◆ Prompt ◆
Extract every line of the rows below that contains the string "Target", and treat case as significant.

◆ Supplied material ◆
★ ★ ★

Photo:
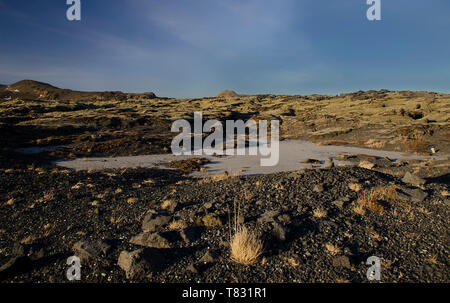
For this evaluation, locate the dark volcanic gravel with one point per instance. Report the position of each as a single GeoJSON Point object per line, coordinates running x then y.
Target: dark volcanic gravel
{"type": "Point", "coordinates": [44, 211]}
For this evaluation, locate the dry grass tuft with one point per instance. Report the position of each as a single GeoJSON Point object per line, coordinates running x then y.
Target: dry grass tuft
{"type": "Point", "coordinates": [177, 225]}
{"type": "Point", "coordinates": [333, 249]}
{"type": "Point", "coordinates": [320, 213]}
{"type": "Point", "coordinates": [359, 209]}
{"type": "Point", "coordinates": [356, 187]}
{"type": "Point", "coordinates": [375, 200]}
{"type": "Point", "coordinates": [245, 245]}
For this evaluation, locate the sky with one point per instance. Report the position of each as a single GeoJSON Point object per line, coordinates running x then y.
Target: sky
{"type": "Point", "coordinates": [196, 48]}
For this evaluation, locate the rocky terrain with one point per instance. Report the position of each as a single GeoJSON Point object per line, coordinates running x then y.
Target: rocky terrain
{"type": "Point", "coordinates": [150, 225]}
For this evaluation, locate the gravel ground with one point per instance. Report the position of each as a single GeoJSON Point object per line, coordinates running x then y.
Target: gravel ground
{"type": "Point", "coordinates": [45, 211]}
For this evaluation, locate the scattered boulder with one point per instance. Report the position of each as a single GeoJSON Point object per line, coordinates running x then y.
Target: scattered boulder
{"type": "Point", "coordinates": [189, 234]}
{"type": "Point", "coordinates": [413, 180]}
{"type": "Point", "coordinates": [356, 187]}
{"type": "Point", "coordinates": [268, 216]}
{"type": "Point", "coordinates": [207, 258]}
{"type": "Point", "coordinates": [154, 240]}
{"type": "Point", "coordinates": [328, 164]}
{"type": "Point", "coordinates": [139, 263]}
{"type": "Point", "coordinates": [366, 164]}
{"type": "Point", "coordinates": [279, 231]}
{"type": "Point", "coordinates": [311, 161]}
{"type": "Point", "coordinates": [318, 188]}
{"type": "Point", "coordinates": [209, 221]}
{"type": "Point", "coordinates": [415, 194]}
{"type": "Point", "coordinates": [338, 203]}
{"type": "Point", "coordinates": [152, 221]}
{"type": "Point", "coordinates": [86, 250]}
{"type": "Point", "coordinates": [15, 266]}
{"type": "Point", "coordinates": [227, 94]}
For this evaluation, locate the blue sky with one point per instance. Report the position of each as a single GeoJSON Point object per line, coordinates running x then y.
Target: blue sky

★ ★ ★

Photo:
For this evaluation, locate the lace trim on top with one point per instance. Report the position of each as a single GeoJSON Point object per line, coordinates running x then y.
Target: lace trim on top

★ ★ ★

◆ Response ◆
Target: dark volcanic gravel
Target: dry grass tuft
Target: sky
Target: rocky terrain
Target: gravel ground
Target: scattered boulder
Target: blue sky
Target: lace trim on top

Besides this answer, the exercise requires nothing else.